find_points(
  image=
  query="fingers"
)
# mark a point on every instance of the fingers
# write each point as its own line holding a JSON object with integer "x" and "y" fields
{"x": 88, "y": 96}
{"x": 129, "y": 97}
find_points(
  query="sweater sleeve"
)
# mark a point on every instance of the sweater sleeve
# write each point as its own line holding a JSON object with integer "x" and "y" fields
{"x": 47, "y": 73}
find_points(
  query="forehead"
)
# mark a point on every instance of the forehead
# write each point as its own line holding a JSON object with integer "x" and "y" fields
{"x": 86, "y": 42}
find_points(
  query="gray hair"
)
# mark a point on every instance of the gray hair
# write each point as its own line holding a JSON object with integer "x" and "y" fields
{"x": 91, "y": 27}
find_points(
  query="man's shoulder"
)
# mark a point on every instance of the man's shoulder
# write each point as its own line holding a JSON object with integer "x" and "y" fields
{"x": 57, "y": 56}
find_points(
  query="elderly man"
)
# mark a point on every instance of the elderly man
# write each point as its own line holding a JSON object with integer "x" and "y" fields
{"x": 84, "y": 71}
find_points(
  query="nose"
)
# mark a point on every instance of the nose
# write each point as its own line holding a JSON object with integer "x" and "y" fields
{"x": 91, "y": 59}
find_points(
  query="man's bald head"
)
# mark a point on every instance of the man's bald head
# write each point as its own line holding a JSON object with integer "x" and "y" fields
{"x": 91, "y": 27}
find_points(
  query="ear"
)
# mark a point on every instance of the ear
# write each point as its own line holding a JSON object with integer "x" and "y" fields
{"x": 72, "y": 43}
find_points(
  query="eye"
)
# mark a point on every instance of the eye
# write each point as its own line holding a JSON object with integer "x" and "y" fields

◆ ◆ ◆ ◆

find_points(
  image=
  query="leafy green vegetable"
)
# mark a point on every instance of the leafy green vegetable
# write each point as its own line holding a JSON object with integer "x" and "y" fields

◆ ◆ ◆ ◆

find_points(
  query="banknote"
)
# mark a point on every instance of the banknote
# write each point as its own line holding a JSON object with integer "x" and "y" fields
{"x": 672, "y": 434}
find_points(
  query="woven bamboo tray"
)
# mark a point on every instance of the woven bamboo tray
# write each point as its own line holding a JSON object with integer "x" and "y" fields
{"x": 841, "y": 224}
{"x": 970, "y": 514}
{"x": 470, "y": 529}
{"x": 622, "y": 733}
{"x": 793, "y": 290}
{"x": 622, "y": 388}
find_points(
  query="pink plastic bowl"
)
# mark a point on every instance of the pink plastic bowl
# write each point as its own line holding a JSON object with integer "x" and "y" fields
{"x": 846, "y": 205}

◆ ◆ ◆ ◆

- ASSIGNED TASK:
Would you copy every line from the listing above that has the string "forehead" in it?

- ANSWER SPACE:
  query="forehead"
# mark a point on every instance of the forehead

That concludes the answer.